Answer these from the passage on the UK, the EU and single market access:
(a) How many years must migrant workers be in Germany before they get benefits under the change politicians are making?
(b) Which country with a single market deal is about to require that jobs be advertised to local people first?
(c) What phrase do British politicians keep hearing from the Commission and the negotiators about the single market?

__TEXT UNDER STUDY__:
+---+
In Germany, politicians are in the process of removing benefits for migrant workers until they have been in the country for 5 years.

The European Union has preferential single market deals with Switzerland and Liechtenstein. The first is about to introduce new rules so that jobs must be advertised to local people before non-domestic residents and the second has a firm cap on annual migration numbers.

I would urge those who say we must give up on single market access because we need to control migration to keep looking for ways to maximise both objectives and see if there is room for manoeuvre.

Unfortunately, British politicians are hearing repeated statements from the very top of the Commission and from those nominated as negotiators that the single market means “four freedoms or none,” and offering no room for flexibility for the United Kingdom on free movement, whilst turning a blind eye to the manner in which it’s interpreted in their own back yards. This narrative is impacting all elements of the negotiations and if it continues it risks sending the United Kingdom and European Union into a much more detached long-term relationship than may have been otherwise achievable.

Market Access

On Market Access, let us consider what kind of access to the single market might be optimal. “Market access” is about so much more than just eliminating tariffs.
+---+
__DATA__:
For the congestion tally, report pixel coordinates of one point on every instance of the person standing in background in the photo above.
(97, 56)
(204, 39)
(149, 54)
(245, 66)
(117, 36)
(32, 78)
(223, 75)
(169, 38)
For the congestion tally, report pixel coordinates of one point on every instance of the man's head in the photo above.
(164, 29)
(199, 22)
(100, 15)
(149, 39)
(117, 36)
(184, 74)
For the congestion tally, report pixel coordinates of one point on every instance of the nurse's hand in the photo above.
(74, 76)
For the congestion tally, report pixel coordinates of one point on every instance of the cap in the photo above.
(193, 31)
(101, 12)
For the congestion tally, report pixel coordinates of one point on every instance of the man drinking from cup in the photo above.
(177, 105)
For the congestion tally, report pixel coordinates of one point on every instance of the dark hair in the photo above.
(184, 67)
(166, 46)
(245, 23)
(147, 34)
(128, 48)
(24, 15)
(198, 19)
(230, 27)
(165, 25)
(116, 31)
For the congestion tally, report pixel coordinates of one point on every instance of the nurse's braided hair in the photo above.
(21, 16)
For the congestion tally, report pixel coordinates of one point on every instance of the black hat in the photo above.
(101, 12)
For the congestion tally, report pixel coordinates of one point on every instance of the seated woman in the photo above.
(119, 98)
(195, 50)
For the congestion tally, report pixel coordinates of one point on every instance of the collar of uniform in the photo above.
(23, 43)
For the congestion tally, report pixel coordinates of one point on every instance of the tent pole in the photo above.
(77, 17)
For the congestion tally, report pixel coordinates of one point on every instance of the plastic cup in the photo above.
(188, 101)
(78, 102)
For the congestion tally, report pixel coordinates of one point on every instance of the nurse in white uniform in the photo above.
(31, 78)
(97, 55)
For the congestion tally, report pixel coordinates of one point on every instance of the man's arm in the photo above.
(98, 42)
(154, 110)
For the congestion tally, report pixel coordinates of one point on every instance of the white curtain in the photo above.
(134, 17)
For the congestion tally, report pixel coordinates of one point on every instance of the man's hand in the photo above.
+---+
__SOLUTION FOR THIS TASK__:
(a) 5 years
(b) Switzerland
(c) "four freedoms or none"